* Description of the task
Every line from the start of the records below to the line containing "In this exercise you will pick out the misty" should be retyped exactly, that line included, and no others.

* Data to use

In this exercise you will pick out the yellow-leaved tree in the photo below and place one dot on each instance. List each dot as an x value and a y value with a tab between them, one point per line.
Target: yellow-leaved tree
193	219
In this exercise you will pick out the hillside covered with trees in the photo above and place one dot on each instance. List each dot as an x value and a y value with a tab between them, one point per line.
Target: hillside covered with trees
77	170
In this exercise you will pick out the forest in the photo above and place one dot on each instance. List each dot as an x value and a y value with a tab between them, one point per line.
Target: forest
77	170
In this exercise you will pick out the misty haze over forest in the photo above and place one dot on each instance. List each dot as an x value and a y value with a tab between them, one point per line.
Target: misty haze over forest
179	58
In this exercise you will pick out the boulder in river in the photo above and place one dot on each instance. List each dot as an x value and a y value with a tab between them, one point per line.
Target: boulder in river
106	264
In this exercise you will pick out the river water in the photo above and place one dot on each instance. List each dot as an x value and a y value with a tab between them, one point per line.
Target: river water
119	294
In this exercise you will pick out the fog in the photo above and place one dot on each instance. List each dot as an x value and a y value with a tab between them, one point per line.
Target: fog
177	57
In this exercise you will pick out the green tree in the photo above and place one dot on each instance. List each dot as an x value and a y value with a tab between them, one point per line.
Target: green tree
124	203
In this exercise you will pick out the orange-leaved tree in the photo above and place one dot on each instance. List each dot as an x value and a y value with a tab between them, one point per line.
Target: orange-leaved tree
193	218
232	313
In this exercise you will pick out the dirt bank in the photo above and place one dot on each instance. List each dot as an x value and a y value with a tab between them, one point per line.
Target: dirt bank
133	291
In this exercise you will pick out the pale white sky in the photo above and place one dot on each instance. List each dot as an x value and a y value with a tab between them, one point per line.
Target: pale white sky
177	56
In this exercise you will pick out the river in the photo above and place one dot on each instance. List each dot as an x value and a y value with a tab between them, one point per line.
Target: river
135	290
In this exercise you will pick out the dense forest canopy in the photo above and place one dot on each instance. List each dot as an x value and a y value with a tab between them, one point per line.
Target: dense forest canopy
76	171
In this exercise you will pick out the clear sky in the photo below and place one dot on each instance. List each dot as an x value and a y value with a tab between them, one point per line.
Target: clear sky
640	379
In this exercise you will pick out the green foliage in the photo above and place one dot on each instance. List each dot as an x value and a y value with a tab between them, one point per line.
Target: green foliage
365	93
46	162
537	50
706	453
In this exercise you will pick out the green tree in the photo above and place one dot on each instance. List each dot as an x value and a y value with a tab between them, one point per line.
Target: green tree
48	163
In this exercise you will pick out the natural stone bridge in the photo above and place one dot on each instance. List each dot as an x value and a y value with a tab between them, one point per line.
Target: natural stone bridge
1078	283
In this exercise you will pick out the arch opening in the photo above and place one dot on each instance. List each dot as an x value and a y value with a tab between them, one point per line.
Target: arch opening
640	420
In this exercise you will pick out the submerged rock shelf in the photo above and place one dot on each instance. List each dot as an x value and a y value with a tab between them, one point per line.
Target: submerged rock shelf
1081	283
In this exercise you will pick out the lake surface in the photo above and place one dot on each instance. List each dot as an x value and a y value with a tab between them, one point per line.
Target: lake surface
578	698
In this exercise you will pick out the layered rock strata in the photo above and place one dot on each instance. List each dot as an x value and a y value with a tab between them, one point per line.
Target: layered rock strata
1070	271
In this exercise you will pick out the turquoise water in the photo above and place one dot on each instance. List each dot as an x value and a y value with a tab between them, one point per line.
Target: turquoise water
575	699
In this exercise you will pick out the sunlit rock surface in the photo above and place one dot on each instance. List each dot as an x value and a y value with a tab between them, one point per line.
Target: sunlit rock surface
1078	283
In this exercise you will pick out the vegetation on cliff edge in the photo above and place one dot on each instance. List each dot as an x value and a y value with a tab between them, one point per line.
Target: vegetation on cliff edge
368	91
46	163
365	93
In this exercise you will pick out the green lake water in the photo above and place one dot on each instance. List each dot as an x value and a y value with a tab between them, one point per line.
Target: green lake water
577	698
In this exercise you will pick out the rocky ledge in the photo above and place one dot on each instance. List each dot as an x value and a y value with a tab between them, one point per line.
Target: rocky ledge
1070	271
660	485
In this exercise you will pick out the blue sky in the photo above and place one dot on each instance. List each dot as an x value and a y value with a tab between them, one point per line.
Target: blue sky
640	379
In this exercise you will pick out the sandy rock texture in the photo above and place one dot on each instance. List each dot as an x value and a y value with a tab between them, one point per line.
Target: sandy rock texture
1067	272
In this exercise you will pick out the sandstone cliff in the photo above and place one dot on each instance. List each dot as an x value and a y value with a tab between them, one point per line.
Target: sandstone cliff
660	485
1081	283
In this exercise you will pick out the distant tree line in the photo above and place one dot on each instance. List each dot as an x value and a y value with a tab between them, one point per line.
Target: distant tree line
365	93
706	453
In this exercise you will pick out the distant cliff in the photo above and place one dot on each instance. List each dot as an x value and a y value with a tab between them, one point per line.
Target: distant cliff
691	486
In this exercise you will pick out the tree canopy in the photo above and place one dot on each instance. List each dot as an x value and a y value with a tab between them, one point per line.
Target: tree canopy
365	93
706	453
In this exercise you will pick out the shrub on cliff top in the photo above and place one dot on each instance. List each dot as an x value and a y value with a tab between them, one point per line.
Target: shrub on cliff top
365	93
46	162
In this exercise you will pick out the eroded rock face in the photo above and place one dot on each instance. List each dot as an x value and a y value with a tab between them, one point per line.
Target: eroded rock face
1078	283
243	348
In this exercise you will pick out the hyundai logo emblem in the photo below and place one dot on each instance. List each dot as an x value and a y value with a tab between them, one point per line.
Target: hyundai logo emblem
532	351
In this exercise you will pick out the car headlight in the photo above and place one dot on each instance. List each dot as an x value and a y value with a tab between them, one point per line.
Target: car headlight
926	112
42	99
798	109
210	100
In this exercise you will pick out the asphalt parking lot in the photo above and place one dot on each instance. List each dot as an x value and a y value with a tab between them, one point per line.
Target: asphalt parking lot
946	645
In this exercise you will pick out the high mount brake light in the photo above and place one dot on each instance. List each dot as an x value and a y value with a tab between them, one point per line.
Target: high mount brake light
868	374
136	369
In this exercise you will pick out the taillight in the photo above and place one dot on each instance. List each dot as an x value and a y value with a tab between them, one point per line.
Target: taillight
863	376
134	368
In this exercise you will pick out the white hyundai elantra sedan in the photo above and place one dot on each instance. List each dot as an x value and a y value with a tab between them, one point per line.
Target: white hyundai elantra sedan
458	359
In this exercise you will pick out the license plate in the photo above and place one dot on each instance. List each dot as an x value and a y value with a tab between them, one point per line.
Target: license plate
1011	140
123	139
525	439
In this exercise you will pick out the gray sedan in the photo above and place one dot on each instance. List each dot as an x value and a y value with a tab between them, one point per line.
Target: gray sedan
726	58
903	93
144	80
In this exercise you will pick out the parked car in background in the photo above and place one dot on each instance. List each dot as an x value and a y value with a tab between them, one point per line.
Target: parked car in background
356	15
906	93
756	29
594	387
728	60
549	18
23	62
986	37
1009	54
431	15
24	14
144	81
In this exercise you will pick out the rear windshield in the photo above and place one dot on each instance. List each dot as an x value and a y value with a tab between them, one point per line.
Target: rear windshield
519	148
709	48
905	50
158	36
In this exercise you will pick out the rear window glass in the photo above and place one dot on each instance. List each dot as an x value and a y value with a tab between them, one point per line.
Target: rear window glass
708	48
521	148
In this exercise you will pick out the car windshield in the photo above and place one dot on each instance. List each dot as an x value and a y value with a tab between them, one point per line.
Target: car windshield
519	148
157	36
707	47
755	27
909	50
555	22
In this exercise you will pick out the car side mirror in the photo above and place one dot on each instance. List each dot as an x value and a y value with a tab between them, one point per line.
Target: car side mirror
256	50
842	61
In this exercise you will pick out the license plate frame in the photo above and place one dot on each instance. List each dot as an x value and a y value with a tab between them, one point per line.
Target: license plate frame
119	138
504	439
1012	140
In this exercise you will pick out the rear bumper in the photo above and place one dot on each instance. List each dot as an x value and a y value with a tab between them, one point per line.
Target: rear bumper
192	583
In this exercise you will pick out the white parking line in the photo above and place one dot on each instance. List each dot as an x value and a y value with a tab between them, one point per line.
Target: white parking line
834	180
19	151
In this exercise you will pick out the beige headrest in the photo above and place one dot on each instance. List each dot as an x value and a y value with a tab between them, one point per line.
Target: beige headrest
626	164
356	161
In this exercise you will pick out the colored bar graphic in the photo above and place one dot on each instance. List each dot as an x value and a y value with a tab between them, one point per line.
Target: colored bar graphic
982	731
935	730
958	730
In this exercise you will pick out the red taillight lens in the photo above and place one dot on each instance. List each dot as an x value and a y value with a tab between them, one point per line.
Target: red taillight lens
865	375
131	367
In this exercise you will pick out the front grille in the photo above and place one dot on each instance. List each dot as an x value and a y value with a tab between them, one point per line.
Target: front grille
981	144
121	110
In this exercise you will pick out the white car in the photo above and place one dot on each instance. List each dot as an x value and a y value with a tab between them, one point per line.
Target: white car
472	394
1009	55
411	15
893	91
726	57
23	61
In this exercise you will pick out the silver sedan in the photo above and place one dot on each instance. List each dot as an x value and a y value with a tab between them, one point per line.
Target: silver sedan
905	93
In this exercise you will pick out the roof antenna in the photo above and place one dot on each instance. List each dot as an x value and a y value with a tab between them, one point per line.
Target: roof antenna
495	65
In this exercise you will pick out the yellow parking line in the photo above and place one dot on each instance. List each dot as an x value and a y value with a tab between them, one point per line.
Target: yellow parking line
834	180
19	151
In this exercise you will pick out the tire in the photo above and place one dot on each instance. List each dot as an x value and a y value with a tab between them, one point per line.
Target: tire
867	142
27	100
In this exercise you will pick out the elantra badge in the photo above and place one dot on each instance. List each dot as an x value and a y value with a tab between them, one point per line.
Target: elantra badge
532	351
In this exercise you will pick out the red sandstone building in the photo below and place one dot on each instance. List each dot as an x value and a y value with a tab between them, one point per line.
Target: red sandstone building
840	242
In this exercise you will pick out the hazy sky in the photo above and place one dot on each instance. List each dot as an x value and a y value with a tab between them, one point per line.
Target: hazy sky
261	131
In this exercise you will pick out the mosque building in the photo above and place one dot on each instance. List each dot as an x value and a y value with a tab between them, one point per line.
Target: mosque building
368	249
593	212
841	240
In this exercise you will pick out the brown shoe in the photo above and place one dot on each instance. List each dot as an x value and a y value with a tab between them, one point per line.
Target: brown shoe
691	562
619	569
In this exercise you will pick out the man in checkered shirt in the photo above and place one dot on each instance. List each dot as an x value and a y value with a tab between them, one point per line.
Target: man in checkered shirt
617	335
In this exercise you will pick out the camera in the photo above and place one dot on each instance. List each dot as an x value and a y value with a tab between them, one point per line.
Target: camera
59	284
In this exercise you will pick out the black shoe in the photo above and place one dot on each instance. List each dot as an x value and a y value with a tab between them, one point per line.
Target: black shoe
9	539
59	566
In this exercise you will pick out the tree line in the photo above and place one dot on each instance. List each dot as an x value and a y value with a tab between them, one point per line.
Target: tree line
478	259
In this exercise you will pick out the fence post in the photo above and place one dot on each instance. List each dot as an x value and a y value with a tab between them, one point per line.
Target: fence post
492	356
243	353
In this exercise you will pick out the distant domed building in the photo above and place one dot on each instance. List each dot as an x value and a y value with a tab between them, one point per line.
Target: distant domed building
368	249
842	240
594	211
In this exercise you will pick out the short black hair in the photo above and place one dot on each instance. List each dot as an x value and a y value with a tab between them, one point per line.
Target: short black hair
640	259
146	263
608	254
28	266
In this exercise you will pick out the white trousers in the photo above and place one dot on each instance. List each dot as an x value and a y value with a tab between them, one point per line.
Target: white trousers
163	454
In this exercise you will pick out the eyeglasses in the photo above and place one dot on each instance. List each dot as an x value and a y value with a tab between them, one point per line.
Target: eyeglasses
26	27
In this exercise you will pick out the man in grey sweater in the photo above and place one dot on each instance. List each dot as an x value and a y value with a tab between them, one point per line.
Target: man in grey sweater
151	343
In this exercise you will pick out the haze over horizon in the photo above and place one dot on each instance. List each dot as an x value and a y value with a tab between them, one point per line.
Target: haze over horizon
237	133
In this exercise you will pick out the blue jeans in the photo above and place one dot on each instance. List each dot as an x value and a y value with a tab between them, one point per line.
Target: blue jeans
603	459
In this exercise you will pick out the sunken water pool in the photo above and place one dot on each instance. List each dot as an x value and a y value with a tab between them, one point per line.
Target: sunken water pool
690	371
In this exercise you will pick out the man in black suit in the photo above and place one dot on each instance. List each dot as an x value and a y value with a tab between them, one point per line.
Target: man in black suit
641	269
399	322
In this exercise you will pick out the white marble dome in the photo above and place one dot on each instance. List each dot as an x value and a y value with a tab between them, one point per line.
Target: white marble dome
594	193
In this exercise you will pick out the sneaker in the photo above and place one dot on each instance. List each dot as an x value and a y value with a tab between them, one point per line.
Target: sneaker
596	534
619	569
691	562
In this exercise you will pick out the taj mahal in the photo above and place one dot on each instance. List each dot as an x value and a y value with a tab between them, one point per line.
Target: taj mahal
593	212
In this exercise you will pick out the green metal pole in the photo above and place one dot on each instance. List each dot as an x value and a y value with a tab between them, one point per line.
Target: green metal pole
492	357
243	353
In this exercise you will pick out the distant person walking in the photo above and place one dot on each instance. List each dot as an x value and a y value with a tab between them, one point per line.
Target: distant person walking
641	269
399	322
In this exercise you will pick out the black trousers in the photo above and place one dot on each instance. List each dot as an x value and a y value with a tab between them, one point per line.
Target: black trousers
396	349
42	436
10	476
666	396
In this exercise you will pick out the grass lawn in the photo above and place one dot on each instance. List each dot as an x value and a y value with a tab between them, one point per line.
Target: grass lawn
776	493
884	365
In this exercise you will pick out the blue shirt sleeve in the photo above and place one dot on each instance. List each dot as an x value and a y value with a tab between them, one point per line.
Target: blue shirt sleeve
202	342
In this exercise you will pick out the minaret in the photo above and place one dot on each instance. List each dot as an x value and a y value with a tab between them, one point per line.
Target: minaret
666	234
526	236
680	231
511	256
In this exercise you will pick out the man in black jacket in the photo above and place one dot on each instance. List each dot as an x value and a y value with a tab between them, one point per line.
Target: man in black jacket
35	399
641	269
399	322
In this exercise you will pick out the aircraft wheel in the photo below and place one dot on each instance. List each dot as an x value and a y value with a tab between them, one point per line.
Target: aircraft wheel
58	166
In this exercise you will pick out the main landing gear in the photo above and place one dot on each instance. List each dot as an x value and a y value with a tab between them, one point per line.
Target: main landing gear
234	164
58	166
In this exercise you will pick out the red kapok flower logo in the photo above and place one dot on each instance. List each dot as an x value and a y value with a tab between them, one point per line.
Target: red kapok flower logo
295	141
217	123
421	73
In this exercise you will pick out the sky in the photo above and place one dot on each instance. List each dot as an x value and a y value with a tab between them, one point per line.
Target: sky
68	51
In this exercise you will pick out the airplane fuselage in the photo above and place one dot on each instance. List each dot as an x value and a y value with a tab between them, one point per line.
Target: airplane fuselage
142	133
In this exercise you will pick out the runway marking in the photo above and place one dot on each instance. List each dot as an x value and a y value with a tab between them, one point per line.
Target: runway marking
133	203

* Exercise answer
In this exercise you will pick out the yellow-leaved tree in the photo below and place one dot on each instance. List each dot as an x value and a y value with a tab between them, one point per line.
Target: yellow-leaved tree
193	219
In this exercise you will pick out the hillside covered with trees in the photo above and place one dot on each instance. List each dot as an x value and a y value with a tab between them, one point per line.
Target: hillside covered with trees
77	170
In this exercise you will pick out the forest in the photo above and place one dot on each instance. List each dot as an x value and a y value with a tab between them, one point per line.
Target: forest
77	170
In this exercise you will pick out the misty haze over forest in the photo above and place one dot on each instance. List each dot as an x value and a y value with a tab between them, one point per line.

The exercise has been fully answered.